## WHAT TO PRODUCE
Gather every line of the entries that contains the word "dark", treating uppercase and lowercase as different.

## MATERIAL TO PROCESS
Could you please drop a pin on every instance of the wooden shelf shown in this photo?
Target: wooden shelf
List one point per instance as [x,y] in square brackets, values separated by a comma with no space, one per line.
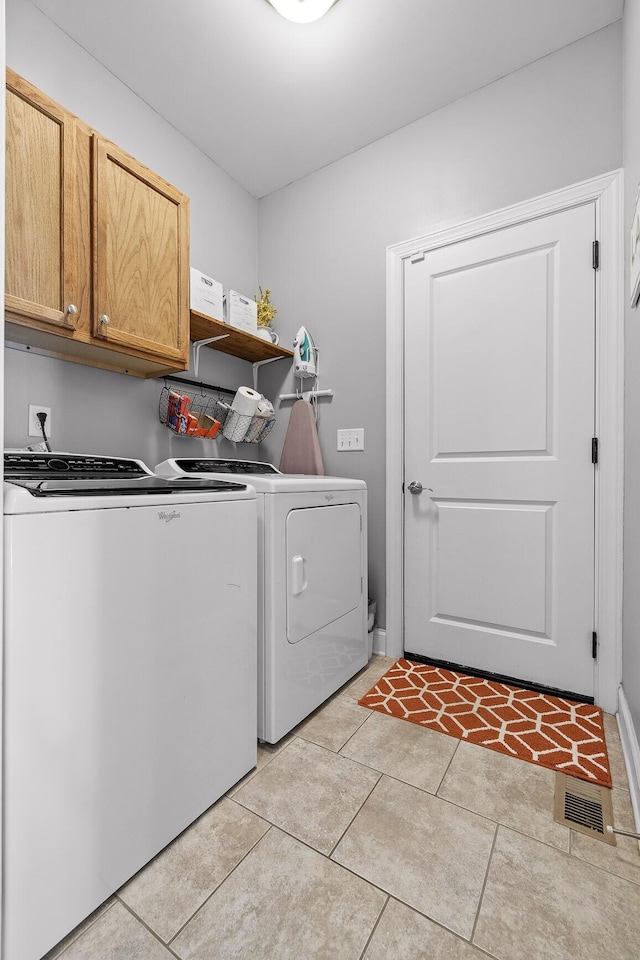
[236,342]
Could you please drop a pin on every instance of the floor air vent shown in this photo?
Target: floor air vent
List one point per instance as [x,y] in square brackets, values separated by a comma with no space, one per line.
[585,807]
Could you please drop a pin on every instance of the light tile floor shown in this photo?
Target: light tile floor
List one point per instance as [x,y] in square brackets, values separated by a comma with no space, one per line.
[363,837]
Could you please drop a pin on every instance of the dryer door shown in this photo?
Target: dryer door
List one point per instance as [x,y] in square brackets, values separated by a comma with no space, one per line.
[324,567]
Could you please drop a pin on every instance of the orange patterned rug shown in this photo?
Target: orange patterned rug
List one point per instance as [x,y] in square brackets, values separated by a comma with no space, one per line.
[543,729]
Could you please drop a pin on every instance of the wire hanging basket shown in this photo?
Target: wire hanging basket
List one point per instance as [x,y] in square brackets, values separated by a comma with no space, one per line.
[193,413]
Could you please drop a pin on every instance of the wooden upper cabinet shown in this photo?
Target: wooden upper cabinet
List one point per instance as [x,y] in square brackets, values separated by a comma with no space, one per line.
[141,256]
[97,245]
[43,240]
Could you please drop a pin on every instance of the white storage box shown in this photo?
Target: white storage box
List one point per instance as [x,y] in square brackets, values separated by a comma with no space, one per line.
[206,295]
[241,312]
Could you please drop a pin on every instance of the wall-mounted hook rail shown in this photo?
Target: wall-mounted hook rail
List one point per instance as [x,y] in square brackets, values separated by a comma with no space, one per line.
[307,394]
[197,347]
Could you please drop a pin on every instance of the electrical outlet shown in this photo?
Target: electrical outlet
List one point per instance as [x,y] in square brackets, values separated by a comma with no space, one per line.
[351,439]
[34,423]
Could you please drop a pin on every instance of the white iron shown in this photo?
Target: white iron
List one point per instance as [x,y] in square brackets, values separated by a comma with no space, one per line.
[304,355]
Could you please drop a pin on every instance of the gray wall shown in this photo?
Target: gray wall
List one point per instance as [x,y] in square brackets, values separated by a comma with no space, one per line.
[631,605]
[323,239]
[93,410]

--

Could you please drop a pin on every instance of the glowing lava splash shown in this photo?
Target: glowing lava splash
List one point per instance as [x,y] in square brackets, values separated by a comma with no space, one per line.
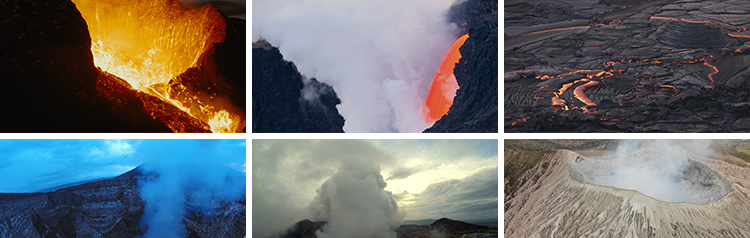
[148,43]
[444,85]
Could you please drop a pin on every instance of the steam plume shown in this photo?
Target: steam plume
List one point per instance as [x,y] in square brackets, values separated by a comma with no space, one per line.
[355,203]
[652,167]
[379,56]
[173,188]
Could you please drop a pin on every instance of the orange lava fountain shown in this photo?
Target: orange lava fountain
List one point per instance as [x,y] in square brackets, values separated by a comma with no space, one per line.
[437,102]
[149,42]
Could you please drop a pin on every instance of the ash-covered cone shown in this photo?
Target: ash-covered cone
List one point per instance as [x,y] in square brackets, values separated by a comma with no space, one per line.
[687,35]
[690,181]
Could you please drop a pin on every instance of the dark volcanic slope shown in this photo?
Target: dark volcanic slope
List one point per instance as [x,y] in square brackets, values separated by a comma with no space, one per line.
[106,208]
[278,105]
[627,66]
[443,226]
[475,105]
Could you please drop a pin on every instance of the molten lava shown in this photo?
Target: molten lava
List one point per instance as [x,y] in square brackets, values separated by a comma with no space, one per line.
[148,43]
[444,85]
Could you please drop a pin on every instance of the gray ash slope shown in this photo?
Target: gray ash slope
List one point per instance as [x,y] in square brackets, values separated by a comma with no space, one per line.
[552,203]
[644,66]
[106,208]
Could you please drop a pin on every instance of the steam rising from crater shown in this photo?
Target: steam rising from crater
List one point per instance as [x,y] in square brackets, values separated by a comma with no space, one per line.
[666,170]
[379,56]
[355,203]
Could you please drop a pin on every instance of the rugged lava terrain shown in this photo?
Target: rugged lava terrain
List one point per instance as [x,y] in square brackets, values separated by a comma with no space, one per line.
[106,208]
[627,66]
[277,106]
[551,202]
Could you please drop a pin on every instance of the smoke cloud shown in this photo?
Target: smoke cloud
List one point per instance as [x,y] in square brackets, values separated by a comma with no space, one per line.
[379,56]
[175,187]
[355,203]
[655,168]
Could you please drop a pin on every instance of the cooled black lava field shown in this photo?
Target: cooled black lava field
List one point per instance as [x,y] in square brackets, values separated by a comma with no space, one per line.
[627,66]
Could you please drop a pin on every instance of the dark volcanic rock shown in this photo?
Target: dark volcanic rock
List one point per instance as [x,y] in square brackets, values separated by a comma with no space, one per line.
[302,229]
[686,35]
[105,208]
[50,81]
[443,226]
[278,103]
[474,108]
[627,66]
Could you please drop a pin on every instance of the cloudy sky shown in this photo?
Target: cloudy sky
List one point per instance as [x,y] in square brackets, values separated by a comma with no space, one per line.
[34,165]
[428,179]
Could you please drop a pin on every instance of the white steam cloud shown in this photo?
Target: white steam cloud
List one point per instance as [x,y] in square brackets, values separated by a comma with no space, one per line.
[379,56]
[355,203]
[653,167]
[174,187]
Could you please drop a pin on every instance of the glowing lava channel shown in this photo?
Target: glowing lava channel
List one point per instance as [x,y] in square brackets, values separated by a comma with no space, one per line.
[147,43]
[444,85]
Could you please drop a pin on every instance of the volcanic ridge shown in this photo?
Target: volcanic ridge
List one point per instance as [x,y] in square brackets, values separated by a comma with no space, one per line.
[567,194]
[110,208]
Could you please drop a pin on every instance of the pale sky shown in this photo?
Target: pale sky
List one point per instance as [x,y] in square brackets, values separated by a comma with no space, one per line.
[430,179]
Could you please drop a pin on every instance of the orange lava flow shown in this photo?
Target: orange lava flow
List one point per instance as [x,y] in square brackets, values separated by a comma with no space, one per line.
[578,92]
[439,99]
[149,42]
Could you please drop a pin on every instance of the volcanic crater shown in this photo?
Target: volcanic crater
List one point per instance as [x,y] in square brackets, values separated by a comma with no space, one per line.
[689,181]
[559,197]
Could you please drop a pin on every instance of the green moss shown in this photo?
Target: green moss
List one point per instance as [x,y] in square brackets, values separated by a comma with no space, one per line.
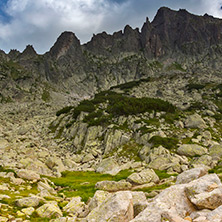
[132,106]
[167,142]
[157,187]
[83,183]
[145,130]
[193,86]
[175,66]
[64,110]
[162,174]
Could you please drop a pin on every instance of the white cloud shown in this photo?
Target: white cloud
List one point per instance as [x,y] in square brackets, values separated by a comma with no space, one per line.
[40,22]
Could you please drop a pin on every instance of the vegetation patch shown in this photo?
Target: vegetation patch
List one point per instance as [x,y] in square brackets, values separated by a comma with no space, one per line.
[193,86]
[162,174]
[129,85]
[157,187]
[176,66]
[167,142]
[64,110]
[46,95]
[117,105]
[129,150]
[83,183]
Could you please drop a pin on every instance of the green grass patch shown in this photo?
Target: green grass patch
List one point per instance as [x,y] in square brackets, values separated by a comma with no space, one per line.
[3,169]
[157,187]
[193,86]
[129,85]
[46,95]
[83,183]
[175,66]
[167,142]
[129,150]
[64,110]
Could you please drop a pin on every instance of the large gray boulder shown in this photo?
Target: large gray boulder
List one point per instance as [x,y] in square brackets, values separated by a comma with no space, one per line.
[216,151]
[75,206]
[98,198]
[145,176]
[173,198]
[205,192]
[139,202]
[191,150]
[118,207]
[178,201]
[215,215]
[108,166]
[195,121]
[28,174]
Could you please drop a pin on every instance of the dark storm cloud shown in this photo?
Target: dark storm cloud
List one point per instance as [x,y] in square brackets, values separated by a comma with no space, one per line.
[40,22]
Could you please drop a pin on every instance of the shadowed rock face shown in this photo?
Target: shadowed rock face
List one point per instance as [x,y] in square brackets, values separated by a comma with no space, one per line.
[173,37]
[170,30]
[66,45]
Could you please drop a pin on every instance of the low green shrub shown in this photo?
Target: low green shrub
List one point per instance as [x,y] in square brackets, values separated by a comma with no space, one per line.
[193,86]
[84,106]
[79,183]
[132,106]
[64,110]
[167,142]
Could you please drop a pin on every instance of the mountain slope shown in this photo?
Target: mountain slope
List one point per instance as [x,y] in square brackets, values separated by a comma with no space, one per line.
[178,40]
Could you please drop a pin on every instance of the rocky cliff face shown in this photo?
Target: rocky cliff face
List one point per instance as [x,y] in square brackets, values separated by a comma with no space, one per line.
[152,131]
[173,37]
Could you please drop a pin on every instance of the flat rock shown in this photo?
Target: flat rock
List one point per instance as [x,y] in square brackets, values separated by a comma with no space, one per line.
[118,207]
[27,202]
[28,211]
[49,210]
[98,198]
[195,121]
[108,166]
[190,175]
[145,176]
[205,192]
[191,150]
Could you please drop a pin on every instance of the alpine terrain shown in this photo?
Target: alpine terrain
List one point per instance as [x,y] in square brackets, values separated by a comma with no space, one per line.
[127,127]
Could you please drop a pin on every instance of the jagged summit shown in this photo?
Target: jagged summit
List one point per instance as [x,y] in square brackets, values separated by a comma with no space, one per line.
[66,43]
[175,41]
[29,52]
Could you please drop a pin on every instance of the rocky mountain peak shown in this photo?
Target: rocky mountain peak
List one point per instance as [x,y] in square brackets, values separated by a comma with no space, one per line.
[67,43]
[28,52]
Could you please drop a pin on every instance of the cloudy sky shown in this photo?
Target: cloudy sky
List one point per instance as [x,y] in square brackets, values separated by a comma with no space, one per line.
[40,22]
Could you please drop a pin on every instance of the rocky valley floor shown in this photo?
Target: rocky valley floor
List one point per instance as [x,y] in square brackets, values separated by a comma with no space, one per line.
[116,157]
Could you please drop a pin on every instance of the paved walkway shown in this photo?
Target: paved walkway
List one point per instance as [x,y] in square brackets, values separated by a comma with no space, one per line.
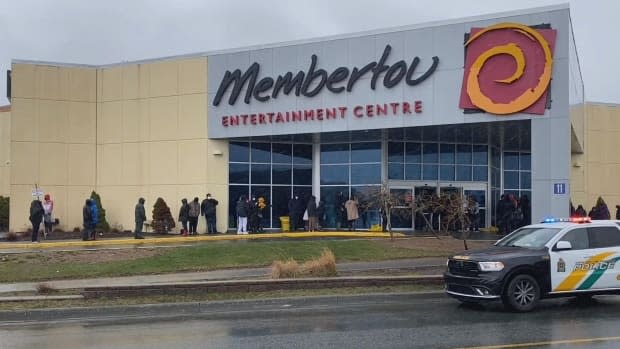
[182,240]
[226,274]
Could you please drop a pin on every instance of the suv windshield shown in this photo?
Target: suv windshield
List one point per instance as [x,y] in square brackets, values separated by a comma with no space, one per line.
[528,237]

## REPLY
Could you please drop a pin on every instance of the dark volcanic slope shown in this photo?
Target: dark volcanic slope
Could you please drop a pin on every instance of the dark volcanic rock shown in this photo?
Target: dark volcanic rock
Could you please drop a pin on every instance of the dark storm cloud shown in this photo?
Target: dark storm cloud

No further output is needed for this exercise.